◆ **Problem requirements**
Display every line of the rows below that contains the string "ceiling", copying each line in full. The match is case-sensitive.

◆ **Data entries**
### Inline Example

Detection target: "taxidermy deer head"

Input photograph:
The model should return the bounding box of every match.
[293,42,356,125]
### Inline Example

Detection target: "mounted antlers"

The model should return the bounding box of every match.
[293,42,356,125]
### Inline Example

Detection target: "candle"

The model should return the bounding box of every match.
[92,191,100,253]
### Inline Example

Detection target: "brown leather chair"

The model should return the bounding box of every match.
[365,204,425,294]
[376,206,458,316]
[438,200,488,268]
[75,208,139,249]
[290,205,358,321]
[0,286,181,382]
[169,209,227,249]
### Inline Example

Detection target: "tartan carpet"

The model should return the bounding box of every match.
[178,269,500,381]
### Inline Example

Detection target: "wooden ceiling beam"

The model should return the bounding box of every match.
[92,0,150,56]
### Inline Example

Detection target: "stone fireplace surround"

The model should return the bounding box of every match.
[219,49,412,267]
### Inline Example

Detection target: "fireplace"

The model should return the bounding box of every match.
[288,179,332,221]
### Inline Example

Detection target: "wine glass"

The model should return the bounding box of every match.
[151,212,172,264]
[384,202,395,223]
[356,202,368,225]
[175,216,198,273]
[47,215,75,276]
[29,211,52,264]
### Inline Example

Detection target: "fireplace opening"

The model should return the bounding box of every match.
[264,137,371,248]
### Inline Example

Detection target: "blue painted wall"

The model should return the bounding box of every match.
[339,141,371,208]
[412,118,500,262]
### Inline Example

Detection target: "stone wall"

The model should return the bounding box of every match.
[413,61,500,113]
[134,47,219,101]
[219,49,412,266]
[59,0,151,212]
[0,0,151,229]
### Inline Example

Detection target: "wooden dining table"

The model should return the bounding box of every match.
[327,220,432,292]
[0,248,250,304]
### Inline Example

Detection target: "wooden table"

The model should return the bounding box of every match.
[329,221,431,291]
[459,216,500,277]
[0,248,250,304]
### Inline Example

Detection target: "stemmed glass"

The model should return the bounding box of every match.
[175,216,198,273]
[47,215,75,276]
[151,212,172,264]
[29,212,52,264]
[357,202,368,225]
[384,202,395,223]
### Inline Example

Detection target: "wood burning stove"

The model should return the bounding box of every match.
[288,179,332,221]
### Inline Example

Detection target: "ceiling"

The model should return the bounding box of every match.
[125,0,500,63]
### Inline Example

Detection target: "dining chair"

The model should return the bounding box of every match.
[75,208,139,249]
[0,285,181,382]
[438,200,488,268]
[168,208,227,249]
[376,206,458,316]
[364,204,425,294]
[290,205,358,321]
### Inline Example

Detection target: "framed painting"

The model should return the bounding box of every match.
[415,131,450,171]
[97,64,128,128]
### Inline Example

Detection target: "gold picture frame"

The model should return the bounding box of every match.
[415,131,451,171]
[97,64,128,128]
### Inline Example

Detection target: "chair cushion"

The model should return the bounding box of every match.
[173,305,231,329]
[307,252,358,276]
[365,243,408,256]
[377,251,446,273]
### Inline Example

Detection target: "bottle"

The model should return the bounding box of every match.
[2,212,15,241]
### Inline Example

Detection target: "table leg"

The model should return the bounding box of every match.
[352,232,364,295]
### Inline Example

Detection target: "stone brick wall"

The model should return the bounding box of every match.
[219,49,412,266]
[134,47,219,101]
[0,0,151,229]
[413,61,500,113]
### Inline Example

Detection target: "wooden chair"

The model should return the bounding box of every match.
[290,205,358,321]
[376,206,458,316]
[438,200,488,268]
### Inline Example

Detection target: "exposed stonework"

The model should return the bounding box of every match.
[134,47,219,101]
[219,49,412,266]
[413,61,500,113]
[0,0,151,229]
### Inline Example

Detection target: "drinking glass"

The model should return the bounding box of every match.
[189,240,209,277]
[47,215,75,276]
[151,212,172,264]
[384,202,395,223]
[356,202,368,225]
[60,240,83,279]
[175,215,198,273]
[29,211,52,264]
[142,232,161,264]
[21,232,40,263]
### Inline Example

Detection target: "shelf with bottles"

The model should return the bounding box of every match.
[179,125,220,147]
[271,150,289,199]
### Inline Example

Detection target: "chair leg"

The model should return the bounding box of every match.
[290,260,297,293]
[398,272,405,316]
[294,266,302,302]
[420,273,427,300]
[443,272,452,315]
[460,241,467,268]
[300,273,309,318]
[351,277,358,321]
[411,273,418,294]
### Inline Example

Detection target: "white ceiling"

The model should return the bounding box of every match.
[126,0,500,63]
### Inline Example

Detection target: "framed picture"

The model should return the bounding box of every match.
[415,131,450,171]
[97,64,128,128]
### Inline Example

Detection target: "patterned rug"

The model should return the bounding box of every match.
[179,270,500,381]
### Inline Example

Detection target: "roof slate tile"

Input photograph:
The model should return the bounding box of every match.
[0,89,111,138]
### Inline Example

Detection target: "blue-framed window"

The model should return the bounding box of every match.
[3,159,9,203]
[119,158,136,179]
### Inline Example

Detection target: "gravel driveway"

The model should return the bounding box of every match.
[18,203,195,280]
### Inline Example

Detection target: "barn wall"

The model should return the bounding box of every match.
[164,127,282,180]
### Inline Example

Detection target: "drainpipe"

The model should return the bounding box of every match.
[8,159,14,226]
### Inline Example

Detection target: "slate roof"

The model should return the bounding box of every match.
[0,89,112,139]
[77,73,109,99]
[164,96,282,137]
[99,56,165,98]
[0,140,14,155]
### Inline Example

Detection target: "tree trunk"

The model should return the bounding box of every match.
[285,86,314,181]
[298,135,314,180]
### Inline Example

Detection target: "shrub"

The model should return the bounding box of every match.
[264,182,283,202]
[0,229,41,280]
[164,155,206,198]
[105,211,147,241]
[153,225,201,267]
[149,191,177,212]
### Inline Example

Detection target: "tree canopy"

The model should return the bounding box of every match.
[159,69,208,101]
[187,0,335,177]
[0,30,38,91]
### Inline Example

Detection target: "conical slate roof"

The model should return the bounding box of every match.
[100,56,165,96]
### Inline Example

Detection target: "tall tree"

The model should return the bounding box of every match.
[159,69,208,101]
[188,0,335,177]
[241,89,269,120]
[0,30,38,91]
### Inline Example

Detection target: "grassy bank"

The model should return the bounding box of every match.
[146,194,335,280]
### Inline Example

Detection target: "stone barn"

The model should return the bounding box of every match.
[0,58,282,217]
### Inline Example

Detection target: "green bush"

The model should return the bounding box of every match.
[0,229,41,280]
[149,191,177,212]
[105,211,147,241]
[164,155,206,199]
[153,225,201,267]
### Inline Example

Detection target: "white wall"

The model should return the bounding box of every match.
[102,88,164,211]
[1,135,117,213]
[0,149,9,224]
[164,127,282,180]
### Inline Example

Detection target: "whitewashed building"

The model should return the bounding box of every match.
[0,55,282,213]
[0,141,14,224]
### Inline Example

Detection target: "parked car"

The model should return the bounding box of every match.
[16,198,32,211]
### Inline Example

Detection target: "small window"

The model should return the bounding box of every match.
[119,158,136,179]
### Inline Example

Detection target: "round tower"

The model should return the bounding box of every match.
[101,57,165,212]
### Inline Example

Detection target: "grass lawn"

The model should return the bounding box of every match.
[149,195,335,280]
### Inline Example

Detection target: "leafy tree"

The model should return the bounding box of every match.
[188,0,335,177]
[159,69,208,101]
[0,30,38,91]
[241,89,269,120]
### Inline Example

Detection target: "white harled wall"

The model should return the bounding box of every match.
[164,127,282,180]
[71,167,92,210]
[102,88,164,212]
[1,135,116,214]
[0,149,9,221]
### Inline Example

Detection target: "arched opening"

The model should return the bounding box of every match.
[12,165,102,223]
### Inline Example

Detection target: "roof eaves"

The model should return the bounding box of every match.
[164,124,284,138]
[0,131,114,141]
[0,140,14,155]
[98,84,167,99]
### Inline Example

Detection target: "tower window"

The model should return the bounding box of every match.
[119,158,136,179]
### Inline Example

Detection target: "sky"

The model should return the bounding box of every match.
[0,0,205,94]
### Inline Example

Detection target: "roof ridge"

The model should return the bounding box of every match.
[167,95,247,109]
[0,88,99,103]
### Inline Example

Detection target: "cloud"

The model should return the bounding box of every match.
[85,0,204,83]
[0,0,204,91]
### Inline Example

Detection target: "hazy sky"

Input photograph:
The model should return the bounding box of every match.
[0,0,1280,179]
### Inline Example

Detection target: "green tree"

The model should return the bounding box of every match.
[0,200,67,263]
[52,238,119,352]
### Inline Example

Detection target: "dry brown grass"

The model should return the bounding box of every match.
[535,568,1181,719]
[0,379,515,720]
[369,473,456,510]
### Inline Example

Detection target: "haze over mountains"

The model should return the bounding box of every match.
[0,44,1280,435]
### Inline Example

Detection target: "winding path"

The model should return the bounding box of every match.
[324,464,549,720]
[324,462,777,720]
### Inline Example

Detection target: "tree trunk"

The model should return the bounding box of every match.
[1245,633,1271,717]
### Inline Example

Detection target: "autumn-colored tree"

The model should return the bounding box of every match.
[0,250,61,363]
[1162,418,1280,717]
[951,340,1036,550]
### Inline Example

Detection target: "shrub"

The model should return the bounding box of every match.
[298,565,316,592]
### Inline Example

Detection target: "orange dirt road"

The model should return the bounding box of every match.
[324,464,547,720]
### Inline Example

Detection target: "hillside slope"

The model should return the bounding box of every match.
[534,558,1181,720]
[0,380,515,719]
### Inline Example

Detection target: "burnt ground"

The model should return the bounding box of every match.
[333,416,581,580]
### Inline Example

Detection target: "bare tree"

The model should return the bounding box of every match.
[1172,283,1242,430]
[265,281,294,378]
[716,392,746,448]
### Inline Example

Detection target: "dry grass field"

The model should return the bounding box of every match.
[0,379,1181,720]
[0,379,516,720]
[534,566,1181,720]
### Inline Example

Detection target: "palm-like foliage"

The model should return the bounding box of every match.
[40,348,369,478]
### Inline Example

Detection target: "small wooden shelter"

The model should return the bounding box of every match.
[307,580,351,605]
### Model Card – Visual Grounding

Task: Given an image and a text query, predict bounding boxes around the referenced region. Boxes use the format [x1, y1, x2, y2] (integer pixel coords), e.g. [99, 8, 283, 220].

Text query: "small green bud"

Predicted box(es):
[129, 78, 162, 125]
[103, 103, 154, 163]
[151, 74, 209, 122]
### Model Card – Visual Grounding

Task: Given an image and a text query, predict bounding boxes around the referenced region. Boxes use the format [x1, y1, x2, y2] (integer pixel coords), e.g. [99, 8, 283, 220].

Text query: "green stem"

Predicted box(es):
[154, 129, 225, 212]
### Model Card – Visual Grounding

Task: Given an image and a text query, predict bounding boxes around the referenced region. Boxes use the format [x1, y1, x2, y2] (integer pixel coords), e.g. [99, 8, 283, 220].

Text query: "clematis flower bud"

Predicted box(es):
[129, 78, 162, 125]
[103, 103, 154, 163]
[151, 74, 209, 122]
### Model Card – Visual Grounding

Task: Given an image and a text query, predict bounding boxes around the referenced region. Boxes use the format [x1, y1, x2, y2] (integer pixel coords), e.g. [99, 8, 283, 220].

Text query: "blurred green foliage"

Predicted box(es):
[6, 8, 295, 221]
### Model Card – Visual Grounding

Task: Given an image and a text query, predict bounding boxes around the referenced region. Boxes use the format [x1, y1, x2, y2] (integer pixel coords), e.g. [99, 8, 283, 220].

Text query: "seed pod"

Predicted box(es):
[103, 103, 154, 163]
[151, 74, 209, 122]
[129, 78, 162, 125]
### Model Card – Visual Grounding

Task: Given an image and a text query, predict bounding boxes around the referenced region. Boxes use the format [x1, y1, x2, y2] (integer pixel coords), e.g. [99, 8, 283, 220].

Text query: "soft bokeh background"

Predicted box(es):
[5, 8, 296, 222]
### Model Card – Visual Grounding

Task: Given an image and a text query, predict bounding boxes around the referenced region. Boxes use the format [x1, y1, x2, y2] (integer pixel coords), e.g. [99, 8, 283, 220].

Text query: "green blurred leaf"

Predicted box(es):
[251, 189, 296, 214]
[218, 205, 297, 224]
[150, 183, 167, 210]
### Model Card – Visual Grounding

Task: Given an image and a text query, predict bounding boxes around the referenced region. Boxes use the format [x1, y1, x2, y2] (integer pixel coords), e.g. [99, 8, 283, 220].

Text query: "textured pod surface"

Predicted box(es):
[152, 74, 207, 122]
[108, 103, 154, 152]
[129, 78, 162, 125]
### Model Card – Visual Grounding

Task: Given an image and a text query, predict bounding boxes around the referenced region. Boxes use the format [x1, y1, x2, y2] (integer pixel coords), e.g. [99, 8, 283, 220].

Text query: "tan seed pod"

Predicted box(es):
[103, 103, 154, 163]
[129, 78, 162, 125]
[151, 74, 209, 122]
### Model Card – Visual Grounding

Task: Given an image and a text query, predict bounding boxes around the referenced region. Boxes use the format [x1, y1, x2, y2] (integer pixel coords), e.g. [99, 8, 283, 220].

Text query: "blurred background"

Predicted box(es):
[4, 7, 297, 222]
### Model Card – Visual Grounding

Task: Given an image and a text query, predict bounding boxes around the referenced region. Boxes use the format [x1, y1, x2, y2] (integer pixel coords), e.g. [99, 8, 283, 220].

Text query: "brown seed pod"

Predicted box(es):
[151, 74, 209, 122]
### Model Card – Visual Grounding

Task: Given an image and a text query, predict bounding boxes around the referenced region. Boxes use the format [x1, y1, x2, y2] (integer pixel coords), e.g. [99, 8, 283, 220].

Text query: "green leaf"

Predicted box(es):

◆ **Complete answer**
Detection target: "wooden ceiling beam"
Detection target: "ceiling"
Detection target: "white ceiling"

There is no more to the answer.